───── Passage to read

ANCOVA

class ANCOVA(*args)

ANalysis of COVAriance method (ANCOVA).

Refer to Sensivity analysis with correlated inputs.

Available constructor:

ANCOVA(functionalChaosResult, correlatedInput)

Parameters
functionalChaosResultFunctionalChaosResult

Functional chaos result approximating the model response with uncorrelated inputs.

correlatedInput2-d sequence of float

Correlated inputs used to compute the real values of the output. Its dimension must be equal to the number of inputs of the model.

Notes

ANCOVA, a variance-based method described in [caniou2012], is a generalization of the ANOVA (ANalysis Of VAriance) decomposition for models with correlated input parameters.

Let us consider a model Y = h(\vect{X}) without making any hypothesis on the dependence structure of \vect{X} = \{X^1, \ldots, X^{n_X} \}, a n_X-dimensional random vector. The covariance decomposition requires a functional decomposition of the model. Thus the model response Y is expanded as a sum of functions of increasing dimension as follows:

(1)h(\vect{X}) = h_0 + \sum_{u\subseteq\{1,\dots,n_X\}} h_u(X_u)

──────────
───── Supplied material

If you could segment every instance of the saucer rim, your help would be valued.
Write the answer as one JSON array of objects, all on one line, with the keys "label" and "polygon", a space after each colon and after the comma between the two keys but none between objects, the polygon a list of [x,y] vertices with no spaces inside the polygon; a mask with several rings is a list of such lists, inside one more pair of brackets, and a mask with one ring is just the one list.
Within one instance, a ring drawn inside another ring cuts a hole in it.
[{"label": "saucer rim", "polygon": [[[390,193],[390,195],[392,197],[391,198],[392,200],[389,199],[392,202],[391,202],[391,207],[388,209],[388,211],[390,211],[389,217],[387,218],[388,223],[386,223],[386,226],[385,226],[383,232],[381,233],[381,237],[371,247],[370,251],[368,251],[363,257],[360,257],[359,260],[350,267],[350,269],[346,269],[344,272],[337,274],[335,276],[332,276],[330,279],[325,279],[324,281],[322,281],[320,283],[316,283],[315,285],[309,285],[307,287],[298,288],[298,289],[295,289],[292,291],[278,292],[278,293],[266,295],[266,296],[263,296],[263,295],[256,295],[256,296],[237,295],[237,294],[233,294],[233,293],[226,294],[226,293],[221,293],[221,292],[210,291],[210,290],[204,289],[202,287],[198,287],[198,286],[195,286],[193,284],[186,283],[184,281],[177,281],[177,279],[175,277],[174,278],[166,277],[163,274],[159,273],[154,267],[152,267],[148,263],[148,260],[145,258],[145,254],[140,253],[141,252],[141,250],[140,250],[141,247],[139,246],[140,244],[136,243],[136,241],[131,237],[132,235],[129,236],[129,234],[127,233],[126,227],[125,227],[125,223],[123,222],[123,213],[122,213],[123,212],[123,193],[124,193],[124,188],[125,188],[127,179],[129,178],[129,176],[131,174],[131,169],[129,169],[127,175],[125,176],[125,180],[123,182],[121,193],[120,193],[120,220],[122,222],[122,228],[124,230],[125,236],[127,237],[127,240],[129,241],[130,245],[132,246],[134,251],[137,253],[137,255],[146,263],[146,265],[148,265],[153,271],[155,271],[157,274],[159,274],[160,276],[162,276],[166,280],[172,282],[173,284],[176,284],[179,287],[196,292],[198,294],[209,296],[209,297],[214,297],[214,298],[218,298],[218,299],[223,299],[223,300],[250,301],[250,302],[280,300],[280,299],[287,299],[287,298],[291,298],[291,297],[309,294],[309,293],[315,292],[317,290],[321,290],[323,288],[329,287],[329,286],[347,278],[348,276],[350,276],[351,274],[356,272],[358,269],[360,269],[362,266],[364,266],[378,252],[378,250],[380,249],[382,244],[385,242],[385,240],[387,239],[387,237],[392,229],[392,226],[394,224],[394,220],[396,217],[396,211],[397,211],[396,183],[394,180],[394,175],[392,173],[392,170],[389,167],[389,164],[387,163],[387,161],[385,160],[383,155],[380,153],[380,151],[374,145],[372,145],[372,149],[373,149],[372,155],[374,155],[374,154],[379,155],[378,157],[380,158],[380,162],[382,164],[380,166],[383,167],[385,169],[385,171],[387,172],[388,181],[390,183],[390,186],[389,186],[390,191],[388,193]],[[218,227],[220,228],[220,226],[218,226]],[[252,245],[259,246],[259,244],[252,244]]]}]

──────────

-- Exercise goal --
Answer these questions from the ANCOVA documentation, one line each:
(a) What must the dimension of the correlated inputs be equal to?
(b) ANCOVA is a generalization of which decomposition?
(c) What does the covariance decomposition require?

-- Response --
(a) The number of inputs of the model.
(b) The ANOVA (ANalysis Of VAriance) decomposition, extended to models with correlated input parameters.
(c) A functional decomposition of the model.